------ Input data ------

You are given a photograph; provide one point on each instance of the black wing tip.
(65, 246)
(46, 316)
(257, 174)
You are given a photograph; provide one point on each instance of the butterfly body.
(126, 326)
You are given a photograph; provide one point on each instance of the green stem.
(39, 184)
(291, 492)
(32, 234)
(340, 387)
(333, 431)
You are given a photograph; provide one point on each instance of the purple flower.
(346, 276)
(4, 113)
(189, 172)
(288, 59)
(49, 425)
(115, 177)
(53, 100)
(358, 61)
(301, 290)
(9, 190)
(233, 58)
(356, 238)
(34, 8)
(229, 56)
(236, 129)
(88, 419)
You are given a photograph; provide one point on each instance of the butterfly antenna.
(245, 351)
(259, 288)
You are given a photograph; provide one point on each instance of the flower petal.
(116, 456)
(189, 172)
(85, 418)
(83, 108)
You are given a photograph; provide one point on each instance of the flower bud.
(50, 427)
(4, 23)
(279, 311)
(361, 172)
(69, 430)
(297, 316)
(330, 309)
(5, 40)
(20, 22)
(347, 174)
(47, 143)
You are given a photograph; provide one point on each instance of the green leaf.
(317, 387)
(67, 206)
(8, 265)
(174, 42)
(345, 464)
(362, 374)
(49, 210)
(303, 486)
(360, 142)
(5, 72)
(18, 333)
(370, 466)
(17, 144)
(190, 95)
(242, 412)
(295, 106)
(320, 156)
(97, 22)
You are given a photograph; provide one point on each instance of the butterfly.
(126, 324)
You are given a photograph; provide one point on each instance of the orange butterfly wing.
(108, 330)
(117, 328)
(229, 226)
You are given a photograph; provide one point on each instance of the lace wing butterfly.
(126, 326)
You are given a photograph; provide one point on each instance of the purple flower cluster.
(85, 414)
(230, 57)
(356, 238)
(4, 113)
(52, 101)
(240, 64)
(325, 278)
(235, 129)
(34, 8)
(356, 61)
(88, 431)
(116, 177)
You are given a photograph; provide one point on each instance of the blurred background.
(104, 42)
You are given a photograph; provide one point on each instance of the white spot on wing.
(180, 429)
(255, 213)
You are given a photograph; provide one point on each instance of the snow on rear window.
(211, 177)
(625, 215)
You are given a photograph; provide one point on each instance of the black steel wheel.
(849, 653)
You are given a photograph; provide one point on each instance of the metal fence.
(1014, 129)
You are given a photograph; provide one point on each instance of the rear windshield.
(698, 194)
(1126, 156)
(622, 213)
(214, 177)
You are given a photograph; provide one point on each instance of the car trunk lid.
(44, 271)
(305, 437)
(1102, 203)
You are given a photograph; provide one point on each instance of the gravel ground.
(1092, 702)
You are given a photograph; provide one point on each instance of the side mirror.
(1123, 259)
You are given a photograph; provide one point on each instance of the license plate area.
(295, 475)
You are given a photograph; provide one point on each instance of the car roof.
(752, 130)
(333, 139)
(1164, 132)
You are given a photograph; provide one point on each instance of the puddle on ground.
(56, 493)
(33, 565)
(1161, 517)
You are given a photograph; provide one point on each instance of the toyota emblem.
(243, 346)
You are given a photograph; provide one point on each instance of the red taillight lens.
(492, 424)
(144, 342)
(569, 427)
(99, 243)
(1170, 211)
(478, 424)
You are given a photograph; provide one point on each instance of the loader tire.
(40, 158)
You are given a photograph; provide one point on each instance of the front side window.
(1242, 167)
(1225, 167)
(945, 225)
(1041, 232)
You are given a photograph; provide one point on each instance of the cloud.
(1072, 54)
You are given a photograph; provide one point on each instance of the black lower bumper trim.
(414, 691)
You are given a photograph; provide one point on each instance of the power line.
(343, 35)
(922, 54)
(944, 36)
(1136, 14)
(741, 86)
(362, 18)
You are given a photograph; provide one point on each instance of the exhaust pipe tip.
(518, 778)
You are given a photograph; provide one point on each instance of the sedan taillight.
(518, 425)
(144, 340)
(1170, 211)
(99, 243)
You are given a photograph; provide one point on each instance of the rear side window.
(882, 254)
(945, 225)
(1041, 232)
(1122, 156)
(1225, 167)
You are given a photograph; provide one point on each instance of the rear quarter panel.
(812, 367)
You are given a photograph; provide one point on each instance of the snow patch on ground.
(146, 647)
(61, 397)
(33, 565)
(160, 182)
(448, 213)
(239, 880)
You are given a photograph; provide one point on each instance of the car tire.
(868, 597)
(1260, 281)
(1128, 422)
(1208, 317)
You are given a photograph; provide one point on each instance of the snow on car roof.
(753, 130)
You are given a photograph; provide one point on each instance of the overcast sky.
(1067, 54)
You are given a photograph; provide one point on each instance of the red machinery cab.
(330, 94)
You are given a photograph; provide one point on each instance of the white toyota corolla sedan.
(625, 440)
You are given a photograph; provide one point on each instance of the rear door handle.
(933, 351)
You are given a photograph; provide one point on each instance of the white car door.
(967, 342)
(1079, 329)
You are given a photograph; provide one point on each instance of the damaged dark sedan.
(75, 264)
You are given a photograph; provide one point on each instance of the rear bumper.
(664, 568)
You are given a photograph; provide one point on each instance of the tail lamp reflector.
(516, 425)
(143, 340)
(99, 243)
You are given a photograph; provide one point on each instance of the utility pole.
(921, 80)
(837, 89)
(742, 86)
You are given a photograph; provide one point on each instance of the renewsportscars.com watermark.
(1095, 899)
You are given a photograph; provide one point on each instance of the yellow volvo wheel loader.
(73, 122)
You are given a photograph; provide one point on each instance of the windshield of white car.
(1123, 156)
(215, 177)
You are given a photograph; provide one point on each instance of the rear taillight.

------

● **Task**
Rewrite all of the data above with each "photograph" changed to "image", keeping everything else the same.

● **Task response**
You are given a image; provide one point on each instance of the black wing tip.
(65, 246)
(46, 316)
(257, 174)
You are given a image; provide one point on each instance of the butterfly body.
(126, 326)
You are given a image; provide one point on each instance of the green stem.
(39, 184)
(291, 492)
(32, 234)
(340, 387)
(333, 431)
You are given a image; provide one point on each instance of the purple flower.
(346, 276)
(4, 113)
(189, 172)
(288, 59)
(49, 425)
(115, 177)
(53, 100)
(358, 61)
(301, 290)
(9, 190)
(233, 58)
(356, 238)
(34, 8)
(229, 56)
(236, 129)
(88, 419)
You are given a image; provide one point on each instance of the butterfly antenna.
(245, 351)
(259, 288)
You are given a image; provide one point on each instance of the flower petal.
(116, 456)
(189, 172)
(85, 418)
(83, 108)
You are given a image; provide one point on each instance of the flower bud.
(50, 427)
(4, 23)
(279, 311)
(361, 172)
(69, 430)
(297, 316)
(330, 309)
(5, 40)
(20, 22)
(347, 174)
(47, 143)
You are given a image; provide one point on each instance of the green leaf.
(317, 387)
(67, 206)
(8, 265)
(174, 42)
(345, 464)
(362, 374)
(49, 210)
(303, 486)
(360, 142)
(5, 72)
(18, 333)
(370, 466)
(17, 144)
(190, 95)
(242, 412)
(295, 106)
(320, 156)
(97, 22)
You are given a image; provide one point on each instance of the butterfly.
(126, 324)
You are given a image; provide one point on each instance of the orange butterfly wing.
(108, 330)
(117, 328)
(229, 226)
You are given a image; provide one point on each instance of the lace wing butterfly.
(126, 326)
You are given a image; provide one point on each instance of the purple flower cluster.
(85, 414)
(230, 57)
(356, 238)
(4, 113)
(52, 101)
(240, 64)
(325, 278)
(235, 129)
(34, 8)
(356, 61)
(88, 431)
(116, 177)
You are given a image; provide one point on each instance of the blurred background.
(104, 42)
You are given a image; provide one point on each instance of the white spot on wing.
(180, 429)
(255, 213)
You are given a image; provide one point on each instance of the snow on rear window.
(211, 177)
(625, 215)
You are given a image; provide one point on each instance of the black steel wheel.
(849, 653)
You are given a image; provide one point on each instance of the metal fence.
(1014, 129)
You are given a image; provide one point on each instance of the rear windshield.
(698, 194)
(1126, 156)
(622, 213)
(214, 177)
You are given a image; provide one point on each instance of the car trunk lid.
(44, 271)
(305, 437)
(1102, 203)
You are given a image; provide one point on each instance of the gravel ground.
(1092, 702)
You are given a image; provide one point on each instance of the side mirror.
(1123, 259)
You are given a image; provide one point on each instance of the license plate area.
(295, 475)
You are given a image; provide one point on each instance of the car roof.
(752, 130)
(333, 139)
(1164, 132)
You are given a image; provide one point on each instance of the puddle on ground.
(56, 493)
(33, 565)
(1161, 517)
You are given a image; provide one point on each instance of the toyota emblem.
(243, 346)
You are given a image; provide one point on each instance of the red taillight lens.
(492, 424)
(144, 342)
(569, 427)
(99, 243)
(1170, 211)
(478, 424)
You are given a image; provide one point on each instance of the loader tire.
(40, 158)
You are given a image; provide one point on each instance of the front side window.
(1242, 167)
(1225, 167)
(945, 225)
(1041, 232)
You are given a image; provide one point on each instance of the cloud.
(1072, 54)
You are given a image; provide one point on each instance of the black lower bumper trim.
(414, 691)
You are given a image; provide one point on each instance of the power line.
(343, 35)
(922, 54)
(944, 36)
(1136, 14)
(741, 86)
(362, 18)
You are given a image; provide one point on each instance of the exhaust pipe tip.
(518, 778)
You are given a image; provide one point on each instance of the sedan taillight.
(518, 425)
(144, 340)
(1170, 211)
(99, 243)
You are given a image; provide one point on each instance of the rear side window.
(882, 254)
(945, 225)
(1041, 232)
(1122, 156)
(1225, 167)
You are given a image; provide one point on each instance of the rear quarter panel.
(812, 367)
You are given a image; provide one point on each instance of the snow patch on ground.
(146, 647)
(61, 397)
(33, 565)
(160, 182)
(448, 213)
(239, 880)
You are given a image; provide one point on each instance of the car tire.
(868, 597)
(1260, 281)
(1128, 422)
(1208, 317)
You are given a image; provide one point on each instance of the snow on car roof.
(753, 130)
You are given a image; provide one point on each instance of the overcast sky.
(1067, 54)
You are given a image; provide one point on each instance of the red machinery cab.
(330, 94)
You are given a image; provide one point on each instance of the white toyota corolla sedan.
(625, 440)
You are given a image; provide one point on each instance of the rear door handle.
(933, 351)
You are given a image; provide one point on each instance of the white car door.
(967, 342)
(1079, 329)
You are given a image; provide one point on each instance of the damaged dark sedan.
(75, 264)
You are given a image; provide one point on each instance of the rear bumper.
(664, 568)
You are given a image; provide one point on each instance of the tail lamp reflector.
(516, 425)
(143, 340)
(99, 243)
You are given a image; provide one point on each instance of the utility pole.
(921, 80)
(837, 89)
(742, 86)
You are given a image; provide one point on each instance of the renewsportscars.com watermark.
(1095, 899)
You are given a image; provide one point on each instance of the yellow volvo wheel loader.
(73, 122)
You are given a image; provide one point on each instance of the windshield of white car.
(1123, 156)
(215, 177)
You are given a image; provide one point on each instance of the rear taillight.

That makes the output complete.